M. Ellen Mitchell, ISLAT Deputy Director, is the Director of the Institute of Psychology at Illinois Institute of Technology.  She obtained her internship training at Yale School of Medicine and worked in community mental health settings at practice and administrative levels before joining the faculty in 1987.  She was the 1990-91 Recipient of Lewis College Junior Faculty Teaching Award and is a Consulting Editor to Psychological Assessment.  Her research, presentations, and publications focus on interpersonal relationships as a moderator of health and mental health outcomes including utilization of mental health services, moderators of depression among people coping with divorce, the relationship between social skills and social support, social skills and team effectiveness, and predictor models of estrangement.  She has been the Director of the Institute of Psychology at IIT since 1996 and was named Deputy Director of ISLAT June 2000.

Hassan Nagib concentrates his research on turbulent aerodynamic flow, as well as the design and flow quality of wind tunnels. Under his leadership, IIT built one the world's most sophisticated wind tunnels for aerodynamics research, the National Diagnostic Facility--unsurpassed for accuracy in the 300-500 mph region. Professor Nagib has received numerous awards for his research, including the Robert T. Knapp award from the American Society of Mechanical Engineers and the Outstanding Research Achievement Award from NASA.

> _SOURCE DATA_
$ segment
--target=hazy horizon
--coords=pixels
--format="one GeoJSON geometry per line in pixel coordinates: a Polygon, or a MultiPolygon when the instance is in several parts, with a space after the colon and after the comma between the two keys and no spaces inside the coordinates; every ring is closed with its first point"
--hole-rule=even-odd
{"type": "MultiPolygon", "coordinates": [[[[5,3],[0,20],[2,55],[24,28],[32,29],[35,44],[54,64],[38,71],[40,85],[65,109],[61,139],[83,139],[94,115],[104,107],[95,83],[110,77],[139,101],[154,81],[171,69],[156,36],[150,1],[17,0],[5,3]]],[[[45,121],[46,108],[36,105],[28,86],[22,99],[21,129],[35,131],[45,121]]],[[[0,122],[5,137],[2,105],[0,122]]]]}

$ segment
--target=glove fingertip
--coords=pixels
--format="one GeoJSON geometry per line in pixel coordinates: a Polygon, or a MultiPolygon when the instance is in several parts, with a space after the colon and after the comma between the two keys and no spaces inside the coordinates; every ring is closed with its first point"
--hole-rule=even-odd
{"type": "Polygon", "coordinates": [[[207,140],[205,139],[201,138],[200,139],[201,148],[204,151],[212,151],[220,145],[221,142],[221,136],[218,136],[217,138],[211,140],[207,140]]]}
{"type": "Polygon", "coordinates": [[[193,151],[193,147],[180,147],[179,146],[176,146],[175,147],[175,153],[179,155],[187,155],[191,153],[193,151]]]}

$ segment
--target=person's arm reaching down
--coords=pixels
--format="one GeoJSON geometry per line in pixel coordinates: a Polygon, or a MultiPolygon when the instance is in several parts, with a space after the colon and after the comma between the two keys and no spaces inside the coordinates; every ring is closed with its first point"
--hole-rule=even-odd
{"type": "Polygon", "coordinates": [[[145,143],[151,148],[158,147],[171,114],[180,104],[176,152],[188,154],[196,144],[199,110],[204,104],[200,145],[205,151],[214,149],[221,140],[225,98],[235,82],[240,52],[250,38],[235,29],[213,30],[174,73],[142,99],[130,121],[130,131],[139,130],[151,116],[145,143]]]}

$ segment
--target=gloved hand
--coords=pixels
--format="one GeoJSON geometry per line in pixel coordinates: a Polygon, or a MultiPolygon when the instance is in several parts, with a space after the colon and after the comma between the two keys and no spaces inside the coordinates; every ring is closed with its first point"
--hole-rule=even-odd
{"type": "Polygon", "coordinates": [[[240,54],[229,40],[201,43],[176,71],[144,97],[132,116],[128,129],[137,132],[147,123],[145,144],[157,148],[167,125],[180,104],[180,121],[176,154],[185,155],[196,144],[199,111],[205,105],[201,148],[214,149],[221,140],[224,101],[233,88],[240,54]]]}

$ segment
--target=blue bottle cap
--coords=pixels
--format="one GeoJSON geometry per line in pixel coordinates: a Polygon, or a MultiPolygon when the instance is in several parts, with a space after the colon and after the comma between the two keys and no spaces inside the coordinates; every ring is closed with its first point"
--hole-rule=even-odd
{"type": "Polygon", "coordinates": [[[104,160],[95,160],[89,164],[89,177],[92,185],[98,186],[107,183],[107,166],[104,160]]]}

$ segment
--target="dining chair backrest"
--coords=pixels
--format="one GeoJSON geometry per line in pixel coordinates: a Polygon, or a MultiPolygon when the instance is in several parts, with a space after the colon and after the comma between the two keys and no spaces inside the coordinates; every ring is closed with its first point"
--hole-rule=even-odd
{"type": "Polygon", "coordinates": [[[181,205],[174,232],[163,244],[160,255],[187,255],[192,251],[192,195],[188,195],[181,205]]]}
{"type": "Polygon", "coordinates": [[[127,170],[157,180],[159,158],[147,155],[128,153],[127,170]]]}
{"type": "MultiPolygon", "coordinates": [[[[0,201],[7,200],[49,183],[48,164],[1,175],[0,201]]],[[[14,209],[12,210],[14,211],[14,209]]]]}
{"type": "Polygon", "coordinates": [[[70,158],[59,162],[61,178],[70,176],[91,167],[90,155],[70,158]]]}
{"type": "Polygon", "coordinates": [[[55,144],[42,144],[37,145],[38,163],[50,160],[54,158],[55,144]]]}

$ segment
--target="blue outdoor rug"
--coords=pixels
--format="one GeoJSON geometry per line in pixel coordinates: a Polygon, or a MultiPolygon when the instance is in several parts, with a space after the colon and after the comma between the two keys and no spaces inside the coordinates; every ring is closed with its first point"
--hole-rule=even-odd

> _TASK REQUIREMENTS_
Continue the faculty biographies past their last sentence, keeping the same style.

> _RESPONSE TO THE EXERCISE_
Henry H. Perritt, Jr., is a nationally recognized expert in information technology law. Professor Perritt is the author of more than 45 law review articles and 15 books on technology and law and employment law, including LAW AND THE INFORMATION SUPERHIGHWAY. He served on President Clinton's Transition Team, working on telecommunications issues, and drafted principles for electronic dissemination of public information, which formed the core of the Electronic Freedom of Information Act Amendments adopted by the Congress in 1996.

Charles Sizer is currently Director of the National Center for Food Safety and Technology at the Illinois Institute of Technology.  He received his undergraduate degree in chemistry from the University of Nebraska at Kearney and then went on to get a Masters and Ph.D. in Food Science from Colorado State University.  He has held positions as Manager of International Product Development at Frito-Lay Research, Assistant Professor at Iowa State University and Director of Product Applications at Tetra Pak, Inc.  Dr. Sizer has worked extensively in the area of food process development and has been granted 12 U.S. patents and numerous international patents.  He has written or presented 90 professional papers and has actively participated in professional organizations associated with food processing.

A. Dan Tarlock teaches courses in land use, property, energy and natural resource law, environmental policy, and international environmental law. Professor Tarlock is a frequent consultant to local, state, federal and international agencies, private groups and law firms, and is an elected member of the American Law Institute. In 1988, Professor Tarlock was appointed to the Water Science and Technology Board of the National Academy of Sciences. From 1989-92 he was the chair of a National Academy of Sciences/National Research Council committee to study water management in the western United States.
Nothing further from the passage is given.